* THE PROBLEM
Reproduce the items beginning at the line that contains "Would you mind marking the wooden" and ending with the line that contains "Would you mind marking the window", substituting "wristwatch strap" for "watch band" and leaving everything else unchanged.

┄┄┄┄┄┄┄┄┄┄

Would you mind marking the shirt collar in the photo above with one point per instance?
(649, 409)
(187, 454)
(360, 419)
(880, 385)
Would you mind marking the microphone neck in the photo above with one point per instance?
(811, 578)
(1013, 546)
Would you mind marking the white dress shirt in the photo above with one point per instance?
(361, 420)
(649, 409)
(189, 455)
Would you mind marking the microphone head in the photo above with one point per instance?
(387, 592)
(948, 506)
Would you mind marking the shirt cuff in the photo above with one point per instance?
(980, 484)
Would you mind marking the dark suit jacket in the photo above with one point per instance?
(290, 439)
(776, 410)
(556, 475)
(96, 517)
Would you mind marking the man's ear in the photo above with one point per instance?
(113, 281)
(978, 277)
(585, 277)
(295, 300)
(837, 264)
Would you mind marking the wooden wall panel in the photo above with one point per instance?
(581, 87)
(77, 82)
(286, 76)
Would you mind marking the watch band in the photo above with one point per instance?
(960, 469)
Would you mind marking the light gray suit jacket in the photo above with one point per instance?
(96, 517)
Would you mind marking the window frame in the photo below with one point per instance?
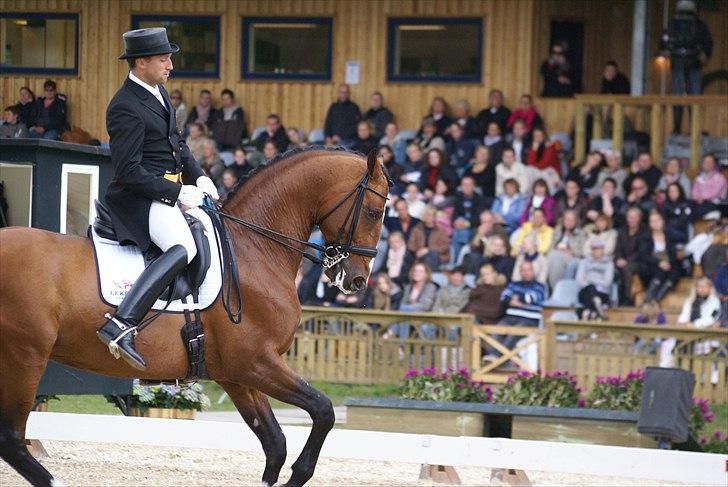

┄┄┄┄┄┄┄┄┄┄

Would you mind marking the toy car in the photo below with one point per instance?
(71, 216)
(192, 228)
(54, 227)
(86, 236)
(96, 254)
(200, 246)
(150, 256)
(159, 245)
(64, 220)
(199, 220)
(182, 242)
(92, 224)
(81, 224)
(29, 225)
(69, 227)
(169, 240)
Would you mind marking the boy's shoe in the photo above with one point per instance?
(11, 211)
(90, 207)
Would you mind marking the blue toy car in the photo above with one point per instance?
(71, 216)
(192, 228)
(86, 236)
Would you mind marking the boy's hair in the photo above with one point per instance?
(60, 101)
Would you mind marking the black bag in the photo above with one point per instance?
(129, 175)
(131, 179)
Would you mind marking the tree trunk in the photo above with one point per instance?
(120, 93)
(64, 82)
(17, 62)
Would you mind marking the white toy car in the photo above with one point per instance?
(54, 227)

┄┄┄┄┄┄┄┄┄┄

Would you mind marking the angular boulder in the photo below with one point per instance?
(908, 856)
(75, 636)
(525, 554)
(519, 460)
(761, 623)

┄┄┄┄┄┄┄┄┄┄

* TASK SOLUTION
Would you mind marking the wooden wall panel in the photo above with one point per instance?
(581, 87)
(77, 82)
(286, 76)
Would you mind marking the wristwatch strap in the photo above with one point per instance?
(960, 469)
Would you mind marking the light gray suit jacket in the photo above with one point per instance?
(96, 517)
Would you mind marking the window frame in the photo below with one point per instance?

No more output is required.